## Given text
##############################

Soon after the fighting in 1939 had stopped, Poland’s pre-war political parties and movements set about rebuilding their organisational structures. The occupant’s ensuing reign of terror as well as the emigration of some of the leaders resulted in considerable changes in party top management.
The occupation forced political parties to radically change their method of action. In order to avoid the occupant’s repressions, it became essential to maintain anonymity in all political activities. Public debate was out of the question, so discussions concerning political programmes were generally conducted via the underground press. It is important to note that key decisions regarding staff and policies were now made by a very small group of party leaders.
The actions of political parties and groups were accompanied by a phenomenon which Gen Stefan Rowecki aptly described as a ‘race of programmes’.
Everyone has started writing and formulating ideological programmes and also indicating as to what in their convictions would the rebuilding of an ideal Poland after throwing off the occupation.
This activity was utilised by the founders of the Polish Underground State, who steered discussions towards social and political questions concerning a future, reborn Poland as well as the creation of an administrative structure for the present Underground State. Thus the political parties clandestinely helped in its administration – in the Government Delegation for Poland – and also represented it in the Political Consultative Committee as well as subsequently the Home Political Representation and Council of National Unity.
The Socialist Movement
At the end of September 1939 the Polish Socialist Party was officially dissolved. However, in the second half of October 1939 the Town and Country Working Masses Movement was formed, which was also called the Polish Socialist Party – Freedom, Equality, Independence (PPS-WRN). This organisation excluded opposition activists as well as known pro-communist sympathisers. The PPS-WRN used the cryptonym Koło (Circle). Its leading politicians included Kazimierz Pużak, Tomasz Arciszewski, Zygmunt Zaremba and Józef Dzięgielewski. It had its own military wing, the WRN People’s Guard, which at the turn of 1940 was subordinated to the Union of Armed Struggle (ZWZ). At first the WRN supported the Polish Government-in-Exile and its representative bodies within occupied Poland, but it objected to the Sikorski-Mayski Agreement of July 1941 and for one and a half years withdrew its representatives from the Political Consultative Committee and Government Delegation.

##############################

## Source data
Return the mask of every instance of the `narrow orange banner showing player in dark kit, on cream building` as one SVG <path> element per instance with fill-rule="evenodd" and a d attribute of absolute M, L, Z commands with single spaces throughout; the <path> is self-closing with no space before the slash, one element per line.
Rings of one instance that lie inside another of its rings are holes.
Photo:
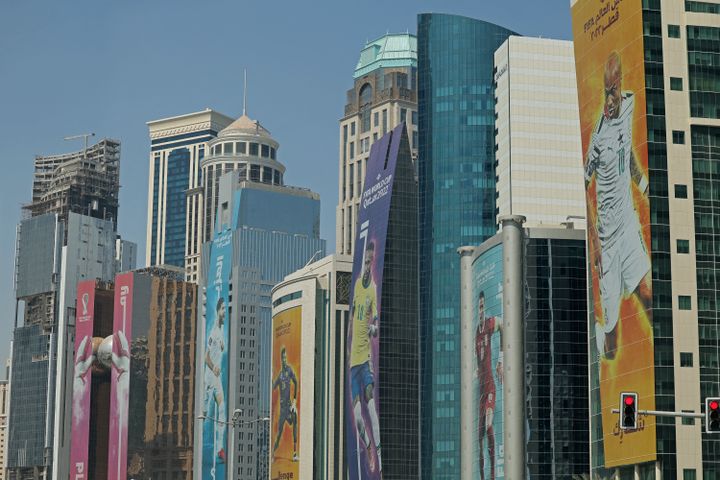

##############################

Reproduce the text on Poland's underground political parties verbatim, from "The actions of" to "of National Unity.".

The actions of political parties and groups were accompanied by a phenomenon which Gen Stefan Rowecki aptly described as a ‘race of programmes’.
Everyone has started writing and formulating ideological programmes and also indicating as to what in their convictions would the rebuilding of an ideal Poland after throwing off the occupation.
This activity was utilised by the founders of the Polish Underground State, who steered discussions towards social and political questions concerning a future, reborn Poland as well as the creation of an administrative structure for the present Underground State. Thus the political parties clandestinely helped in its administration – in the Government Delegation for Poland – and also represented it in the Political Consultative Committee as well as subsequently the Home Political Representation and Council of National Unity.